The Art of Words by Sergio Gonzalez 2015 Latino Museum Studies Program Fellow

This summer I was honored to host Sergio as my summer fellow. He was exceptionally organized, curious, and thoughtful. I am excited to witness his future accomplishments. Below is a small sample of what he worked on and worked through during his weeks as a Smithsonian Latino Museum Studies Program Fellow at the Anacostia Community Museum. – Ariana Curtis, curator

By Sergio M. González/ Summer 2015

This summer, my charge as a fellow with the Smithsonian’s Latino Museum Studies Program (LMSP) has been to assist in increasing the representation, documentation, and research of Latino art, culture, and history throughout the museum’s many units. My field placement at the Anacostia Community Museum (ACM) has offered me the opportunity to work in a museum in the process of redefining its own mission, as it expands its purview to include the representation of Latino communities. Working with Ariana Curtis, ACM’s first curator of Latino Studies, I’ve spent most of my practicum experience surveying the museum’s permanent collections in search of ties to Latin America and Latino communities specifically, but immigration more broadly.

Through my survey of the ACM’s collections, I came across a Cuban refugee boat, an artifact whose publicly accessible provenance is unclear.

Cuban refugee boat as displayed in the exhibition Black Mosaic: Race, Color and Ethnicity Among Black Immigrants in Washington, DC.  Smithsonian Institution, Anacostia Community Museum Collections
Cuban refugee boat as displayed in the exhibition Black Mosaic: Race, Color and Ethnicity Among Black Immigrants in Washington, DC

I decided to commit some of my practicum experience to researching the object and rewriting the description, as it seemed to meet the criteria of being “current, compelling, and connected,” three C’s that help guide ACM’s mission.

I began researching and writing a new description to accompany the image of the boat on the Smithsonian’s website. I asked myself how, as a historian, I might convey the significance of this object and place it within a broader historical context. How, as a storyteller, might I engage my audience with vivid descriptions of the hazards that Cuban migrants confront on their ninety-mile voyage between Cuban and Floridian shores? My initial instincts for writing the description relied upon the writing of museum educator Larry Borowsky, who asks curators to pose three questions as they craft a narrative arc in their writing for museumgoers:

  • Does it create an air of suspense and/or tension?

[Data listing]
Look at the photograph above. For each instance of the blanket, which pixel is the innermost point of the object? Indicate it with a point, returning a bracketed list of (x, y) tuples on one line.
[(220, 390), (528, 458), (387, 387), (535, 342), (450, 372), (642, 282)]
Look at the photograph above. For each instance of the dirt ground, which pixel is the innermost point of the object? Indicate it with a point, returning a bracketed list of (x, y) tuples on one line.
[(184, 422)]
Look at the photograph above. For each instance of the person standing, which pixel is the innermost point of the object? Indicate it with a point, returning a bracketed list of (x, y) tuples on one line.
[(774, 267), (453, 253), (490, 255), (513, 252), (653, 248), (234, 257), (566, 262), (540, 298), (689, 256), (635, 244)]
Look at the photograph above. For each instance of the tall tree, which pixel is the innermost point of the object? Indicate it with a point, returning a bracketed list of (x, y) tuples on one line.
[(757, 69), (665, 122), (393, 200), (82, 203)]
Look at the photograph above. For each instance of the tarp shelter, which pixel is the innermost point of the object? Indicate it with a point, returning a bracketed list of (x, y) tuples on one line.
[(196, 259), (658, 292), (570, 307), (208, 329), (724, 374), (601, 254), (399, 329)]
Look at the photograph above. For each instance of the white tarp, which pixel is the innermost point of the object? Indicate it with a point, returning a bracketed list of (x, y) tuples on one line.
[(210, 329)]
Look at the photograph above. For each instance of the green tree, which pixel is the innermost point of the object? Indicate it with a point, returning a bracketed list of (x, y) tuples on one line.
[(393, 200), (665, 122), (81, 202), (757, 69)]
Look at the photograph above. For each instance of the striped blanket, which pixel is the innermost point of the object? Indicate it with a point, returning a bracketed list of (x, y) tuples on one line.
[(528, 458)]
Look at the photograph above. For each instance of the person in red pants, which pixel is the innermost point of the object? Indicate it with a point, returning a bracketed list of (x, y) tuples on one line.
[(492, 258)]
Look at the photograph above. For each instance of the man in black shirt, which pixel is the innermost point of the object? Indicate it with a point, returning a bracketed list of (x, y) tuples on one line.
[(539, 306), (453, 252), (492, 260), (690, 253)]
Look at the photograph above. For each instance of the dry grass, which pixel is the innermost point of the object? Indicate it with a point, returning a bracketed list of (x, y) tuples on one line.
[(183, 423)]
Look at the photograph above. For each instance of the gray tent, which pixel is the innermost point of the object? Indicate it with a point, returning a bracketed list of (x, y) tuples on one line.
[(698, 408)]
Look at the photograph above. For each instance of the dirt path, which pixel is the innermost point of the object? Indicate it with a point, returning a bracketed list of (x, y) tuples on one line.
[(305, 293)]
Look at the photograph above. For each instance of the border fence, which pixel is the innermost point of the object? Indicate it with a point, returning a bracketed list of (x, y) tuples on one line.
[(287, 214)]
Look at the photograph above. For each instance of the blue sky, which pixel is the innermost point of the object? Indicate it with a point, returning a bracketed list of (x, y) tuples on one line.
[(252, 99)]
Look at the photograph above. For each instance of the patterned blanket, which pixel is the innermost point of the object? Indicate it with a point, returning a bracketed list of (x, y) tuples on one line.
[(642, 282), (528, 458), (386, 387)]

EXERCISE GOAL
Write out the passage from the text about the Cuban refugee boat, from "This summer, my" up to and including "publicly accessible provenance is unclear.". Rely only on the text about the Cuban refugee boat when answering.

OUTPUT
This summer, my charge as a fellow with the Smithsonian’s Latino Museum Studies Program (LMSP) has been to assist in increasing the representation, documentation, and research of Latino art, culture, and history throughout the museum’s many units. My field placement at the Anacostia Community Museum (ACM) has offered me the opportunity to work in a museum in the process of redefining its own mission, as it expands its purview to include the representation of Latino communities. Working with Ariana Curtis, ACM’s first curator of Latino Studies, I’ve spent most of my practicum experience surveying the museum’s permanent collections in search of ties to Latin America and Latino communities specifically, but immigration more broadly.

Through my survey of the ACM’s collections, I came across a Cuban refugee boat, an artifact whose publicly accessible provenance is unclear.